→ Stated task
Reproduce every one of the lines below word for word, changing nothing.

Rows from a pointing dataset
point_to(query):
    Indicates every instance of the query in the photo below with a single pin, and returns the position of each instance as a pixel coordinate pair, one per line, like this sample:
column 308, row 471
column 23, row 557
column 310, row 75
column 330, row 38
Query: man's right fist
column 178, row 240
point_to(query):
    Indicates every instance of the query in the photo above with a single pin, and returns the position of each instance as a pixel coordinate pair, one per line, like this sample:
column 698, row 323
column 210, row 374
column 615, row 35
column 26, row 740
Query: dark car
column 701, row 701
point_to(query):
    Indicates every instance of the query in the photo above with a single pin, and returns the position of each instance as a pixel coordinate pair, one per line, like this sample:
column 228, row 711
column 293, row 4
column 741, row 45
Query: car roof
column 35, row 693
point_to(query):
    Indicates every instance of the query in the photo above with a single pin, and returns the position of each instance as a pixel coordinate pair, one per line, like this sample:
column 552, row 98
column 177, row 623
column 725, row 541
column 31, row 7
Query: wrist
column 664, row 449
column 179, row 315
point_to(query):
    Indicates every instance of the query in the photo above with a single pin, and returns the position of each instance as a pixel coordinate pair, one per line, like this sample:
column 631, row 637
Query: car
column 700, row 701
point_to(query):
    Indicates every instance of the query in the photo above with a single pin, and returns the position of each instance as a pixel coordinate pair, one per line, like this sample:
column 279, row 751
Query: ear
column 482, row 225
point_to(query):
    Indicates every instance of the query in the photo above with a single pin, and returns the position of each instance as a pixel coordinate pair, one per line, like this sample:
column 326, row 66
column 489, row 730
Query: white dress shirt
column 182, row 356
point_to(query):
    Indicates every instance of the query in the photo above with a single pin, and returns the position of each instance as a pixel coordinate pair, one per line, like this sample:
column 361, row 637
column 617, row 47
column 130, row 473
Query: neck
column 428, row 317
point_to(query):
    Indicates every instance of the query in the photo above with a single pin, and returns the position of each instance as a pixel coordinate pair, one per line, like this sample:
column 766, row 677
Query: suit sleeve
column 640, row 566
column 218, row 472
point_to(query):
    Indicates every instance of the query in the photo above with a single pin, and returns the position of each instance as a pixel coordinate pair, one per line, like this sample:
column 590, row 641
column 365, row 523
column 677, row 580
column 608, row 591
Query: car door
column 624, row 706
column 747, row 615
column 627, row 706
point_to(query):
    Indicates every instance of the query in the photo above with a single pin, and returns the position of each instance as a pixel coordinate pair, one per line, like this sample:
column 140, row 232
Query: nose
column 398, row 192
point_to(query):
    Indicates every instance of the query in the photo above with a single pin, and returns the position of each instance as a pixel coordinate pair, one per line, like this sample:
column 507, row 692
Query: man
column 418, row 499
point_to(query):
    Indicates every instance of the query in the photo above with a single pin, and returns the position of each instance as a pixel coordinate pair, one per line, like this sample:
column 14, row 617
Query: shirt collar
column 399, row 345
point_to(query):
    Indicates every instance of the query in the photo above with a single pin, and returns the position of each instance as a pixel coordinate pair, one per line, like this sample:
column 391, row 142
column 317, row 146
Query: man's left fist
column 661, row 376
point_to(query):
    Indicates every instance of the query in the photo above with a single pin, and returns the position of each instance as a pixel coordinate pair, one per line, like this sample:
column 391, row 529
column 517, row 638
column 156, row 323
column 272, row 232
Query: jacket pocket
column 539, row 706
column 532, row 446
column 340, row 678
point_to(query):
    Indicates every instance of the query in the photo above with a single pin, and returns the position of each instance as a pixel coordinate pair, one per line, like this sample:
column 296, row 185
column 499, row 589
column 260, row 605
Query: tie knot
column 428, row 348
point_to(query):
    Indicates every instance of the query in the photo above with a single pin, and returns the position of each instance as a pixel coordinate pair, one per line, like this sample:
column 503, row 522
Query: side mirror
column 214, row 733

→ Result for this exercise
point_to(query):
    Indicates every instance of the query in the photo below with a single pin, and returns the position of each instance as a pixel coordinate pair, one per line, like this sample:
column 308, row 471
column 23, row 557
column 310, row 75
column 330, row 38
Query: man's right fist
column 178, row 240
point_to(query):
    Indicates every instance of the query in the photo above with a single pin, and returns the position of each instance as a pixel coordinate pair, one per line, like this sample:
column 698, row 323
column 210, row 374
column 615, row 35
column 26, row 740
Query: dark car
column 701, row 701
point_to(query):
    Indicates every instance of the query in the photo above with a single pin, and returns the position of each instance as a pixel coordinate pair, one per line, like this sample:
column 228, row 711
column 293, row 4
column 741, row 45
Query: car roof
column 35, row 693
point_to(query):
    Indicates every instance of the query in the photo above with a single pin, and returns the position of each instance as a pixel coordinate pair, one per line, like this sample:
column 552, row 98
column 177, row 623
column 725, row 541
column 31, row 7
Query: wrist
column 664, row 449
column 179, row 315
point_to(query):
    Indicates every instance of the query in the photo above with a single pin, and returns the position of each instance as a pixel coordinate pair, one per line, like this sample:
column 631, row 637
Query: car
column 700, row 701
point_to(query):
    Indicates every instance of the query in the photo above with a single pin, and returns the position of each instance as a pixel coordinate pair, one per line, like this sample:
column 279, row 751
Query: ear
column 482, row 225
point_to(query):
    Indicates every instance of the query in the photo above with a single pin, and returns the position of each instance as a pixel coordinate pair, one per line, like this sample:
column 326, row 66
column 489, row 730
Query: white dress shirt
column 182, row 356
point_to(query):
    Indicates every instance of the query in the photo above with a single pin, and returns the position of each instance as a pixel coordinate pair, one per line, like this sample:
column 361, row 637
column 617, row 47
column 130, row 473
Query: neck
column 428, row 317
point_to(query):
    Indicates every instance of the query in the photo above with a single pin, and returns the position of each instance as a pixel coordinate pair, one per line, like this sample:
column 766, row 677
Query: suit sleeve
column 640, row 566
column 218, row 472
point_to(query):
    Indicates every instance of the query in the photo above with a single pin, and returns the position of each instance as a pixel coordinate pair, one per line, like this sample:
column 590, row 641
column 365, row 523
column 677, row 580
column 608, row 591
Query: car door
column 624, row 706
column 747, row 615
column 627, row 706
point_to(query):
    Indicates every instance of the query in the photo above with a single pin, and returns the position of each instance as a pixel coordinate pair, one per line, like this sample:
column 140, row 232
Query: nose
column 398, row 192
point_to(query):
    Indicates every instance of the query in the photo above with a single pin, and returns the position of each instance as a pixel coordinate pair, one per line, like this sample:
column 507, row 692
Query: man
column 418, row 499
point_to(query):
    Indicates every instance of the query in the photo above with a single pin, and returns the position of each instance as a pixel coordinate pair, one per line, like this sample:
column 14, row 617
Query: shirt collar
column 399, row 345
point_to(query):
    Indicates every instance of the query in the photo above with a single pin, and returns the position of each instance as a pixel coordinate pair, one per line, like this sample:
column 391, row 142
column 317, row 146
Query: man's left fist
column 661, row 376
point_to(query):
    Indicates every instance of the query in the photo above with a single pin, and returns the position of each instance as a pixel coordinate pair, one per line, like this sample:
column 391, row 529
column 517, row 638
column 156, row 323
column 272, row 232
Query: jacket pocket
column 539, row 706
column 532, row 446
column 340, row 678
point_to(query):
    Indicates every instance of the query in the photo above with a single pin, and returns the position of each instance as a pixel coordinate pair, one per line, like this sample:
column 296, row 185
column 499, row 589
column 260, row 605
Query: tie knot
column 428, row 348
point_to(query):
    Indicates every instance of the query in the photo above with a single pin, and returns the position of each instance as a pixel coordinate pair, one per line, like this sample:
column 503, row 522
Query: side mirror
column 214, row 733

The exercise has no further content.